### Problem to work on
Please copy out every one of the items below word for word, line by line, without changing anything.

### Task data
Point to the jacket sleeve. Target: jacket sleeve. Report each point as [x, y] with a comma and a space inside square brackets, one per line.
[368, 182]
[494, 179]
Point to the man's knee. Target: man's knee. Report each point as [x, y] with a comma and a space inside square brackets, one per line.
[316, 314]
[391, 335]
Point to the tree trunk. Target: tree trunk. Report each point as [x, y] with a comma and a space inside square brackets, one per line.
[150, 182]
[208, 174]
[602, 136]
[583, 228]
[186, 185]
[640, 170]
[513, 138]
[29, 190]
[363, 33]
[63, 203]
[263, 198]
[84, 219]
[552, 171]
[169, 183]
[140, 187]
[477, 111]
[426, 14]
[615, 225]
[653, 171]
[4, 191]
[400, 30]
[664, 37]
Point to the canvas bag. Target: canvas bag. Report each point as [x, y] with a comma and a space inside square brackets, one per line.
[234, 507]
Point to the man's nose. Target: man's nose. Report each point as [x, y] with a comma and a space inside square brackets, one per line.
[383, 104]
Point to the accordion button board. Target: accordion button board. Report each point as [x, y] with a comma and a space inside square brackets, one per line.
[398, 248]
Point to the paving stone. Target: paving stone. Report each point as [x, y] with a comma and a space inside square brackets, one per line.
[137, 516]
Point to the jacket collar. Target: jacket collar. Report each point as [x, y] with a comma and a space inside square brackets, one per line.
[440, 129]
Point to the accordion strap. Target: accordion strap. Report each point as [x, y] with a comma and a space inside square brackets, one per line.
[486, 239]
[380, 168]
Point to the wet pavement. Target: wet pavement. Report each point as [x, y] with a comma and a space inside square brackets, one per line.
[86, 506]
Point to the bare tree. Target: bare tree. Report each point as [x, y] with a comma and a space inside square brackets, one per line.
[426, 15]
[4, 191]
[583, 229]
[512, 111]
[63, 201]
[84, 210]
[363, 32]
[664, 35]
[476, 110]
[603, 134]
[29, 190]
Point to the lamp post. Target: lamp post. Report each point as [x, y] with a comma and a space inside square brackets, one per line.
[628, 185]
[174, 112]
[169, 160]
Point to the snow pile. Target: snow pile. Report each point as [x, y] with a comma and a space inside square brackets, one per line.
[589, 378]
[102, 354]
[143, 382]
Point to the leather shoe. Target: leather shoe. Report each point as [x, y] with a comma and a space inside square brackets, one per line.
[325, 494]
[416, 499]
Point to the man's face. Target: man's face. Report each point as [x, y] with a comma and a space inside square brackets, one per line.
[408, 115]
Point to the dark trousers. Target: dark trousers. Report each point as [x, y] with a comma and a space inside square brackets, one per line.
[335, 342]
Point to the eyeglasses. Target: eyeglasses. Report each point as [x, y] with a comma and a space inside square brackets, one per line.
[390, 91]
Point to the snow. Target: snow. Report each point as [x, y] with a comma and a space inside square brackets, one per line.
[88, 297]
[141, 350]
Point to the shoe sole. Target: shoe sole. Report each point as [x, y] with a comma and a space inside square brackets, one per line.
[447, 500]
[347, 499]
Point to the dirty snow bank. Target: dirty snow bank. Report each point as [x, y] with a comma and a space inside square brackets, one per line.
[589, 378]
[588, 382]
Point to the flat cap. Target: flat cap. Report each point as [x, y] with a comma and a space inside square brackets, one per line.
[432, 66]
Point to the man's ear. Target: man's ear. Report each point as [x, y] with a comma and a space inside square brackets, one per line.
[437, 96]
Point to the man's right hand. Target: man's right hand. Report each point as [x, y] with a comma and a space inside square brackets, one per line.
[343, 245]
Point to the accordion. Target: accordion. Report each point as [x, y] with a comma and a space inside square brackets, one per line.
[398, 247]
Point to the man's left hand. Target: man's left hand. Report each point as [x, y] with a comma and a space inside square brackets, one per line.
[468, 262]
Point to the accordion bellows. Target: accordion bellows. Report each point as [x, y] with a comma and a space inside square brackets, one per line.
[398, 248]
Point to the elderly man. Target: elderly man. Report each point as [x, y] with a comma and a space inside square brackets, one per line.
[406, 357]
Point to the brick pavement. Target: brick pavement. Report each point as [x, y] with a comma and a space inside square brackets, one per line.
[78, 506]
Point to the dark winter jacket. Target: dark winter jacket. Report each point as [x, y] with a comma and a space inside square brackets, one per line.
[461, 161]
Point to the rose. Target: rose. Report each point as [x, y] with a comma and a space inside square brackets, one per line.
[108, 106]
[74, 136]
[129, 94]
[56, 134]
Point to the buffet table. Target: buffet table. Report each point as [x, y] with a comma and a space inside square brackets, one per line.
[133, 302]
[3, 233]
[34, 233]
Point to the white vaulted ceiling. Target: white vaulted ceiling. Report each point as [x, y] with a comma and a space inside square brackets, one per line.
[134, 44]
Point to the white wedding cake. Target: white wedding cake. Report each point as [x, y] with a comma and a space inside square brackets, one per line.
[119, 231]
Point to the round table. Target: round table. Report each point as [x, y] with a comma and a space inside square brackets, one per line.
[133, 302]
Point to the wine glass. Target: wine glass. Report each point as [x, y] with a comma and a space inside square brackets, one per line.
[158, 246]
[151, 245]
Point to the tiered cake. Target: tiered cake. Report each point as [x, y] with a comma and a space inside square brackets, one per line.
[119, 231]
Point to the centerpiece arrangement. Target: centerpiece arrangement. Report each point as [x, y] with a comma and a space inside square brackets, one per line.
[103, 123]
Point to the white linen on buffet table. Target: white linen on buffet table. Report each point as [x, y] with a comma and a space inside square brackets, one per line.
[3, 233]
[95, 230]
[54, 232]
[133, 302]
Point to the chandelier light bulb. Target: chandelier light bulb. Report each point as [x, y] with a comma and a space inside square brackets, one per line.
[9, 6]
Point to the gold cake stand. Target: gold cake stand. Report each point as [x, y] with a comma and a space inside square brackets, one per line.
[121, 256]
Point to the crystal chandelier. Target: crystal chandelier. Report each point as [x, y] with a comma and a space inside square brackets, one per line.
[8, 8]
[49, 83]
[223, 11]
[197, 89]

### Response
Point to the jacket sleeve. Target: jacket sleeve. Report each point as [x, y] with a comma and a space inside square brackets, one per line.
[368, 182]
[494, 179]
Point to the man's knee. Target: man's knee. Report each point as [x, y] with a comma and a space inside square brackets, one per line.
[316, 314]
[391, 335]
Point to the tree trunk. Target: tree trunk. Report each point as [x, y] with a comma and a space inside square brackets, one per line.
[150, 182]
[208, 174]
[602, 136]
[583, 228]
[186, 185]
[640, 170]
[513, 138]
[29, 190]
[363, 33]
[63, 203]
[263, 198]
[84, 219]
[552, 171]
[169, 183]
[140, 187]
[477, 111]
[426, 14]
[615, 225]
[653, 171]
[4, 191]
[400, 30]
[664, 37]
Point to the canvas bag. Target: canvas bag. Report each point as [x, y] with a comma and a space inside square brackets, one per line.
[234, 507]
Point to the man's nose. Target: man's nose. Report each point as [x, y] with a comma and a space inside square brackets, one per line.
[383, 104]
Point to the accordion button board. Target: accordion button board. Report each point as [x, y] with a comma and a space inside square brackets, one per line.
[398, 248]
Point to the paving stone. Target: paving stone. Report each point as [x, y] with a comma and a space inside square brackets, one per line.
[137, 516]
Point to the jacket collar. Target: jacket collar. Report each point as [x, y] with a comma and a space inside square brackets, one per line.
[440, 129]
Point to the accordion strap. Target: accordion strap. Report each point as [x, y] with a comma and a space inside square brackets, one per line.
[486, 239]
[380, 168]
Point to the wet pavement. Target: wet pavement. Report each point as [x, y] with a comma and a space inside square brackets, one per line.
[86, 506]
Point to the bare tree. Target: bare tree. Report each point as [x, y] with a comma and a space inside square brackets, one per line.
[426, 15]
[4, 191]
[583, 229]
[512, 111]
[63, 201]
[84, 210]
[363, 32]
[664, 35]
[476, 110]
[603, 134]
[29, 190]
Point to the lamp post. Target: lamp post. Report each point as [x, y] with a comma and a space inside square brackets, one per line.
[628, 185]
[174, 112]
[169, 160]
Point to the snow pile. Target: snow pile. Report each point as [x, y] with a comma and a space inside square brackets, one per line.
[589, 378]
[102, 354]
[143, 382]
Point to the leather shoe. Target: leather shoe. Report each point as [x, y] with a comma and a space inside square brackets, one per line.
[325, 494]
[416, 499]
Point to the man's face. Target: man's face. Report each point as [x, y] with a comma and a space inside square brackets, one per line.
[408, 115]
Point to the dark trousers. Target: dark trousers. Report each point as [x, y] with a comma and a space inside square brackets, one per line.
[335, 342]
Point to the eyeglasses. Target: eyeglasses. Report each point as [x, y] with a comma and a space inside square brackets, one per line.
[390, 91]
Point to the snow. Target: snow. Report each point as [x, y] with a comma and a space inside square brackets, one per line.
[88, 297]
[141, 350]
Point to the shoe sole. Target: shoe sole. Report each point as [x, y] with a comma and a space inside square brackets, one per line.
[447, 500]
[347, 499]
Point to the dirty snow bank. Target: dirty snow bank. Report each point as [x, y] with a comma and a space inside square brackets, one per line.
[589, 378]
[588, 382]
Point to the flat cap. Target: flat cap. Report each point as [x, y] with a comma and a space inside square brackets, one per line.
[432, 66]
Point to the man's ear. Target: man's ear. Report each point as [x, y] with a comma and a space inside square brackets, one per line.
[437, 96]
Point to the man's right hand. Target: man's right hand. Report each point as [x, y] with a comma and a space inside square brackets, one per line.
[343, 245]
Point to the accordion. Target: accordion. Report each point as [x, y] with a comma and a space inside square brackets, one per line.
[398, 247]
Point to the man's left hand. Target: man's left hand. Report each point as [x, y] with a comma and a space inside square brackets, one per line.
[468, 262]
Point to the accordion bellows. Target: accordion bellows. Report each point as [x, y] with a comma and a space inside square brackets, one per line.
[398, 248]
Point to the elderly man. Target: elderly man. Report each point as [x, y] with a comma and a space inside square brackets, one per line.
[406, 357]
Point to the brick pavement. Target: brick pavement. Report each point as [x, y] with a comma and a space inside square brackets, one per line.
[78, 506]
Point to the dark winter jacket. Target: dark winter jacket. Report each point as [x, y] with a comma and a space inside square brackets, one per line.
[461, 161]
Point to the rose. Target: rose. Report each point as [x, y] with a comma and a space inside square brackets, one per line.
[108, 106]
[74, 136]
[129, 94]
[56, 134]
Point to the buffet table. Target: buffet table. Report each point as [x, y] with a comma and a space inside square brackets, one per line.
[133, 302]
[3, 233]
[34, 233]
Point to the white vaulted ceiling. Target: white vaulted ceiling. Report each point as [x, y] with a comma and a space inside square brackets, one per line.
[134, 44]
Point to the white wedding cake. Target: white wedding cake. Report each point as [x, y] with a comma and a space inside square brackets, one per line.
[119, 231]
Point to the round table. Target: round table. Report each point as [x, y] with a comma and a space inside square brackets, one per line.
[133, 302]
Point to the wine glass. Target: wine glass. Report each point as [x, y] with a comma and a space inside square brackets, one per line.
[158, 246]
[151, 245]
Point to the tiered cake. Target: tiered cake. Report each point as [x, y] with a comma and a space inside square brackets, one per line.
[119, 231]
Point to the centerpiece arrangement. Target: centerpiece arrangement. Report each point as [x, y] with a comma and a space inside square brackets, one per line.
[103, 123]
Point to the white linen on buffet table. Target: white linen on buffet table. Report each point as [x, y] with a comma and a space inside square brackets, one per line.
[3, 233]
[95, 230]
[54, 232]
[133, 302]
Point to the chandelier light bulb. Target: chandelier light bulb. Report each point as [x, y] with a comma and a space inside square brackets, one per line.
[9, 6]
Point to the gold cake stand. Target: gold cake stand. Report each point as [x, y] with a comma and a space inside square brackets, one per line.
[121, 256]
Point to the crystal chandelier. Target: crystal chandelier. Report each point as [x, y] with a comma and a space inside square brackets, one per line.
[8, 8]
[49, 83]
[223, 11]
[197, 89]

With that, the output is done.